Pour conclure, je voudrais remercier à mon tour tous ceux qui ont participé à nos échanges, au premier rang desquels le président Jean Arthuis, car, grâce à lui, la commission des finances a été un lieu de débats, de choix et de prises de responsabilités.
Je remercie également Mme le ministre, MM. les ministres et leurs collaborateurs.
Je salue l’ensemble des groupes de la majorité, en particulier le président Gérard Longuet, qui a pris une part essentielle aux choix qui ont été faits (Applaudissements sur les travées de l’UMP), et le président Nicolas About, qui, je tiens à le souligner, a apporté son éclairage personnel sur bien des sujets. (Applaudissements sur les travées de l’Union centriste et de l’UMP.)
Je n’oublie pas les membres des groupes de l’opposition (Ah ! sur les travées du groupe socialiste et du groupe CRC-SPG), qui ont été très présents tout au long de ce débat et avec qui les échanges ont été courtois.
Enfin, je veux surtout remercier le président du Sénat ainsi que l’ensemble des vice-présidents de nous avoir permis de débattre sereinement. (Applaudissements sur les travées de l’UMP, ainsi que sur certaines travées de l’Union centriste et du RDSE.)
M. le président. La parole est à M. Thierry Foucaud. (Applaudissements sur les travées du groupe CRC-SPG et du groupe socialiste.)
M. Thierry Foucaud. « Je serai le Président du pouvoir d’achat », c’est ainsi que, en 2007, le candidat Nicolas Sarkozy tentait de séduire l’électorat populaire pendant la campagne électorale.
M. Guy Fischer. Il a menti !
M. Thierry Foucaud. Deux ans et demi plus tard, après l’explosion de la bulle financière des marchés boursiers, où en est-on ? Où sont passées les promesses d’hier ?
Mme Éliane Assassi. À la trappe !
M. Thierry Foucaud. Aujourd’hui, la France compte tant de chômeurs qu’il faut truquer tous les mois les statistiques en inventant de nouvelles catégories de sans-emploi pour masquer le mal profond qui ronge le pays. Grâce à ces artifices, on transforme 4 millions de privés d’emploi en 2,6 millions !
La valeur travail que l’on prétendait réhabiliter a fait place à de l’inquiétude à cause de la précarité et du stress. Dans bien des cas, le travail est presque une maladie qui se décline aussi en suicides de salariés, victimes des cadences, de la productivité et de règles de management libéral doctrinaires et dépassées.

* **TRAVAIL DEMANDÉ**
Veuillez citer sans rien changer un extrait du passage fourni ci-dessus : commencez aux mots « Je n’oublie pas » et arrêtez-vous après « et du RDSE.) ».

* **EXTRAITS DE DONNÉES**
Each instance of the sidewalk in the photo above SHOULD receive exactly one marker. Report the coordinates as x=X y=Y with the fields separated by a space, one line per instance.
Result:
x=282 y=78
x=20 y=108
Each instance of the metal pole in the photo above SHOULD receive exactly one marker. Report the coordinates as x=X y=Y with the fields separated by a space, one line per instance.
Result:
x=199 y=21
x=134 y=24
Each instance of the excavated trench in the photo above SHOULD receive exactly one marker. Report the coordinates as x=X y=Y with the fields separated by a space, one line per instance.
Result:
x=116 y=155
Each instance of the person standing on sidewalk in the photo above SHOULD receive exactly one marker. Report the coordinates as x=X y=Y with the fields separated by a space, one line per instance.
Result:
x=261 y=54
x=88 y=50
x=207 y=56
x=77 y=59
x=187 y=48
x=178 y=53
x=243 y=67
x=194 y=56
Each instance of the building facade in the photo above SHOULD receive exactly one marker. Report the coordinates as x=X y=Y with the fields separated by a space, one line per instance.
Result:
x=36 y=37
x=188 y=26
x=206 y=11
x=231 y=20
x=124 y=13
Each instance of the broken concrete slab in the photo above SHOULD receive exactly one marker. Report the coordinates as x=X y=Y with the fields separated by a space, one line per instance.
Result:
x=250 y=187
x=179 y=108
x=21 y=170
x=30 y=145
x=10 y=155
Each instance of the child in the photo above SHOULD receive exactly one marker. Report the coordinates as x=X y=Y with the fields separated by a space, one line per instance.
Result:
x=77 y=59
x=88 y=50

* **ZONE DE RÉPONSE**
Je n’oublie pas les membres des groupes de l’opposition (Ah ! sur les travées du groupe socialiste et du groupe CRC-SPG), qui ont été très présents tout au long de ce débat et avec qui les échanges ont été courtois.
Enfin, je veux surtout remercier le président du Sénat ainsi que l’ensemble des vice-présidents de nous avoir permis de débattre sereinement. (Applaudissements sur les travées de l’UMP, ainsi que sur certaines travées de l’Union centriste et du RDSE.)